What is expected:
Extract every line of the data below that contains the word "snow", treating uppercase and lowercase letters as different.

* BEGIN *

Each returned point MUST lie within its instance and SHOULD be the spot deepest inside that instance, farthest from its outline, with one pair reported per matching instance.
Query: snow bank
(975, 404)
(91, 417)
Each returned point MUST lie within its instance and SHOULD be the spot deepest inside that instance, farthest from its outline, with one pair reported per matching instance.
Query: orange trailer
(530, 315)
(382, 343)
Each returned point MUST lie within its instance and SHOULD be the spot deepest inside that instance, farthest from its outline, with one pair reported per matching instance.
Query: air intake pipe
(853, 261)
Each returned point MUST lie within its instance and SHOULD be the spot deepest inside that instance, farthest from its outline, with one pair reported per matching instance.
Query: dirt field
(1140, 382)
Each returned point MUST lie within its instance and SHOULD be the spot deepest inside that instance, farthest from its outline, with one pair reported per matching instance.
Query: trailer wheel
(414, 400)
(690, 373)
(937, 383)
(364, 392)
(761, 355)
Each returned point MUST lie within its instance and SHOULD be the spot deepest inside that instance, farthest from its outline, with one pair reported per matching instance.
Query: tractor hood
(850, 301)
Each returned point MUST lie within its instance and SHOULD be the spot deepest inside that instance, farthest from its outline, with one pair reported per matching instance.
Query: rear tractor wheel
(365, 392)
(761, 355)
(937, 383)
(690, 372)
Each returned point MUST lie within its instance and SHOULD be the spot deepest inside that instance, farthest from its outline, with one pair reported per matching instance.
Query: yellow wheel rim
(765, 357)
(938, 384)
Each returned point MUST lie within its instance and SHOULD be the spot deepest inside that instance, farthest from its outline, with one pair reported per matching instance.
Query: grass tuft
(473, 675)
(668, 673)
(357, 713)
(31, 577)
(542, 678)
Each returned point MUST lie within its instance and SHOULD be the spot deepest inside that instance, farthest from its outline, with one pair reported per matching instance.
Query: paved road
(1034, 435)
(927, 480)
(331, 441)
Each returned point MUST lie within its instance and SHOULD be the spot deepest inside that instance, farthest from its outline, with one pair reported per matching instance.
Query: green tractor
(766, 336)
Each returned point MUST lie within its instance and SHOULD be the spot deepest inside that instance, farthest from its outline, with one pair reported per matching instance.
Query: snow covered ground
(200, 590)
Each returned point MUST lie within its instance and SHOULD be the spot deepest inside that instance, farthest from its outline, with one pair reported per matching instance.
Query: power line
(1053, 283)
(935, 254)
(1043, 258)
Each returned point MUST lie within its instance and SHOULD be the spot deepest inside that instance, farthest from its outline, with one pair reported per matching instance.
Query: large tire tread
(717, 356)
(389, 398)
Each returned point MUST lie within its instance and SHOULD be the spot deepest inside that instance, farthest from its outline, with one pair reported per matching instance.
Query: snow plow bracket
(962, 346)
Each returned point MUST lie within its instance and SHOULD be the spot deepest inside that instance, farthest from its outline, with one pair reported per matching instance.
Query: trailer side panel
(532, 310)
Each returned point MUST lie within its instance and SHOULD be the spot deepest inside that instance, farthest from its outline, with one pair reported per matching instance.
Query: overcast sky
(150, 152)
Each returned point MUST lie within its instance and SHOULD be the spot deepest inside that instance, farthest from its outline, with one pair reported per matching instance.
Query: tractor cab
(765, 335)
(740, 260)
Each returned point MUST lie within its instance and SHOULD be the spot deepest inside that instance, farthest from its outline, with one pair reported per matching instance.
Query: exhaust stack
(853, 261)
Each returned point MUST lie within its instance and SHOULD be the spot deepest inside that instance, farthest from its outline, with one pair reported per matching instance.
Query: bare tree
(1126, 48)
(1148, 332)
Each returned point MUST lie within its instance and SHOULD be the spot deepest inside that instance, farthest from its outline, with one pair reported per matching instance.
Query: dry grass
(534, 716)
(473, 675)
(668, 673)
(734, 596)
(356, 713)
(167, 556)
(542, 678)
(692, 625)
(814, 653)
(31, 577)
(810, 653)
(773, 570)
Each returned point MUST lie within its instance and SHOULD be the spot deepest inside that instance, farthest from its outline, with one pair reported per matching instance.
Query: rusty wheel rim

* END *

Solved problem:
Query: snow bank
Query: snow covered ground
Query: snow plow bracket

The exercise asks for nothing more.